#### SUPPLIED PASSAGE

There was also Tom on his fiddle, Rae on her cello, Sara on her drum, John Banjo and Mark with his new banjo (as well as the usual blues and acoustic guitars), Lesley on ukelele, Dave on guitar and foot pedal operated cajon (the drum box you sit on) and a variety of other guitars - and Neil doing unaccompanied Scottish songs. It was also close to the anniversary of the sinking of the Herald of Free Enterprise, so Dave did a song about that. There's always plenty of variety in the song choices.

Tuesday, 7 March 2017

HOWLS Adopts a Constitution

I decided on attending the meeting at the library last night, as that's the most pressing local issue at the moment. There were quite a lot of people there, though not as many as came to the Parish Hall last month. I found myself sitting on the floor again, which I always think is fine to start with, until my joints remind me that I'm not in my twenties any more!
The main point of the meeting was for HOWLS, the Hay-On-Wye Library Supporters, to adopt a formal constitution and elect officers to a committee, so that they can go back to the County Council on a better footing. At the moment, it's easy for the County Council to ignore the group, because they are not a "proper" organisation.

########
#### GIVEN RECORDS

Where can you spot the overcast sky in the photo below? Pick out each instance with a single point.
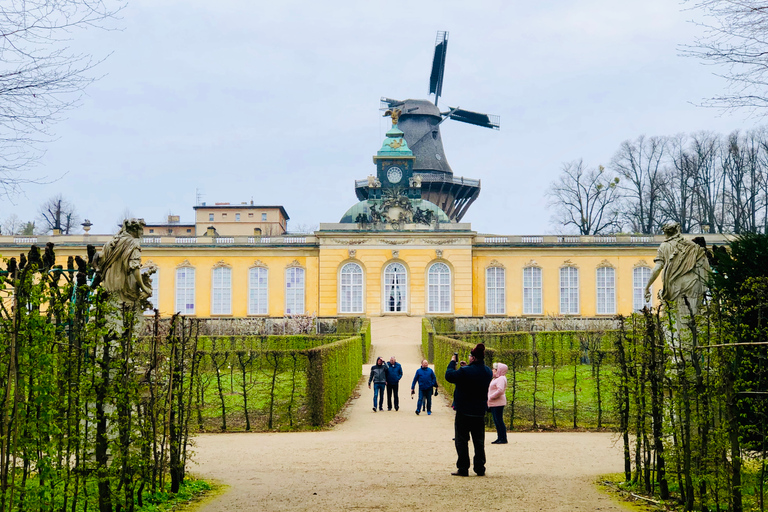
(278, 102)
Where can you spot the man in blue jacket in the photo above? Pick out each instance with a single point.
(427, 380)
(394, 374)
(470, 399)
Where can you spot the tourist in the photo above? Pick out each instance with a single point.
(470, 401)
(394, 374)
(497, 399)
(427, 380)
(379, 377)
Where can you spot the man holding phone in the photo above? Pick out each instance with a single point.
(470, 399)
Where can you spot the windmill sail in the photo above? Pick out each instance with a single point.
(438, 65)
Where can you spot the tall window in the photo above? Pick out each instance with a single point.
(532, 304)
(606, 291)
(395, 288)
(294, 291)
(640, 276)
(569, 291)
(351, 289)
(155, 298)
(494, 291)
(257, 291)
(221, 291)
(439, 288)
(185, 290)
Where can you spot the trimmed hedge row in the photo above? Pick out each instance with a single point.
(553, 376)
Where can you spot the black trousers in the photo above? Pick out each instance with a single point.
(393, 388)
(466, 427)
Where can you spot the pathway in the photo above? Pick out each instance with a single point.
(401, 461)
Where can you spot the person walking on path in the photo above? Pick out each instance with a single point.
(379, 377)
(470, 401)
(394, 374)
(427, 380)
(497, 399)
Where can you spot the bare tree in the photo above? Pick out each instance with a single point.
(641, 164)
(59, 213)
(736, 40)
(585, 199)
(677, 190)
(12, 225)
(40, 76)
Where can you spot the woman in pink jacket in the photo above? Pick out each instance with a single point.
(497, 399)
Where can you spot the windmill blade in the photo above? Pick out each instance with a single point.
(387, 103)
(438, 65)
(476, 118)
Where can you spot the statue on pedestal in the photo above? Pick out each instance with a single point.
(119, 264)
(686, 270)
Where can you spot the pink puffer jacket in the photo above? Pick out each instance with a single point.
(497, 395)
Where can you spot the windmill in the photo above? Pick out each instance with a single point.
(420, 122)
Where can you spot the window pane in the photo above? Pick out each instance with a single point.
(640, 276)
(532, 295)
(351, 289)
(185, 290)
(257, 291)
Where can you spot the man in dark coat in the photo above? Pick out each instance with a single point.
(470, 399)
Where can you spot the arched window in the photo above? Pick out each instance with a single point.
(221, 291)
(439, 288)
(532, 303)
(395, 288)
(294, 291)
(495, 282)
(257, 291)
(640, 276)
(155, 298)
(185, 290)
(351, 289)
(606, 291)
(569, 291)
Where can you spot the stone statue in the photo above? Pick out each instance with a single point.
(395, 113)
(119, 263)
(686, 270)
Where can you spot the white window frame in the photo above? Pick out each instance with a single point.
(605, 281)
(295, 285)
(155, 298)
(351, 288)
(185, 290)
(495, 291)
(533, 296)
(439, 288)
(640, 276)
(258, 295)
(569, 291)
(395, 286)
(221, 290)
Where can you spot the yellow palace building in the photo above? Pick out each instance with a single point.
(401, 250)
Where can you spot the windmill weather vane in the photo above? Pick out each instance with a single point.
(420, 121)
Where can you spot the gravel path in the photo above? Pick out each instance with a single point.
(401, 461)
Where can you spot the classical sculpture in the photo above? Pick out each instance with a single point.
(686, 270)
(395, 113)
(119, 263)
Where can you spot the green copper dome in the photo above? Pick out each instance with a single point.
(395, 144)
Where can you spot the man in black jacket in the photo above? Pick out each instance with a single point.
(470, 400)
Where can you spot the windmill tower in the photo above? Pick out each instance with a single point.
(420, 122)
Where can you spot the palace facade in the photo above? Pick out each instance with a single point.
(401, 250)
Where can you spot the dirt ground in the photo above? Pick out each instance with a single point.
(401, 461)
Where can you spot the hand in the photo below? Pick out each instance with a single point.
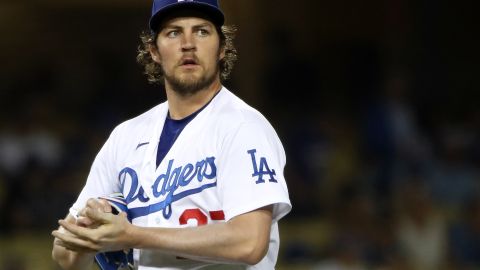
(113, 233)
(100, 204)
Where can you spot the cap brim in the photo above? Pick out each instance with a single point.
(211, 12)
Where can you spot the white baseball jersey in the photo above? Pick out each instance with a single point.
(227, 161)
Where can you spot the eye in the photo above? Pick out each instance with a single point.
(173, 33)
(203, 32)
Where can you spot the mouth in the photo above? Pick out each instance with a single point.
(188, 62)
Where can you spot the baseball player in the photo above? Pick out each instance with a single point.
(201, 174)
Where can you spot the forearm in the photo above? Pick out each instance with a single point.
(69, 260)
(236, 241)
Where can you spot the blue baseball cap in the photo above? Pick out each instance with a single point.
(161, 8)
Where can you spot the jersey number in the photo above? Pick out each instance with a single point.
(199, 216)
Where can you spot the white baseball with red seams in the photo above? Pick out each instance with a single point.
(227, 161)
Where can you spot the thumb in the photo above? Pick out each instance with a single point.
(97, 214)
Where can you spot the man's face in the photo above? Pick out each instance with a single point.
(188, 49)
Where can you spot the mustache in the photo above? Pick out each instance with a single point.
(188, 59)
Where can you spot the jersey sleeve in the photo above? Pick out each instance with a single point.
(102, 179)
(250, 171)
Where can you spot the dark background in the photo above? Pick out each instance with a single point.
(376, 103)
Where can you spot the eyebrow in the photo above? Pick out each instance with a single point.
(197, 26)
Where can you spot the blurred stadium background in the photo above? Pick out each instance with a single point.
(376, 102)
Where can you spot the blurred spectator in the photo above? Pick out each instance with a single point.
(454, 179)
(421, 230)
(464, 237)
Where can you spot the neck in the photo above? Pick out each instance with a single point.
(181, 106)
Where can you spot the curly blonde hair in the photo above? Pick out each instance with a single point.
(154, 71)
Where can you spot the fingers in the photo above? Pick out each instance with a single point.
(74, 243)
(100, 204)
(98, 216)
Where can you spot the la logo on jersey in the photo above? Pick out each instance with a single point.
(261, 169)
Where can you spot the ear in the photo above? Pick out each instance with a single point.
(154, 54)
(222, 53)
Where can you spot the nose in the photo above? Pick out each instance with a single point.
(188, 42)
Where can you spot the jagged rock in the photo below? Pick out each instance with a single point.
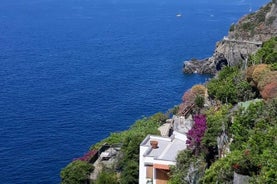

########

> DIRECTIONS:
1. According to the blog excerpt, what do the letters HOWLS stand for?
2. Put the listing lines from the one containing "Where can you spot the la" through the end of the listing into a Markdown table with the columns No. and Line. Give one numbered row per line, skip blank lines, and leave out the pictures.

> IN RESPONSE:
1. Hay-On-Wye Library Supporters

2.
| No. | Line |
|---|---|
| 1 | Where can you spot the la logo on jersey in the photo above? Pick out each instance with a single point. |
| 2 | (261, 169) |
| 3 | Where can you spot the ear in the photo above? Pick out each instance with a single point. |
| 4 | (154, 54) |
| 5 | (222, 53) |
| 6 | Where can you spot the nose in the photo above? Pick out each instance with a single point. |
| 7 | (188, 42) |
| 8 | Where can you spot the jagged rock in the photo below? Pick out each instance with a single point. |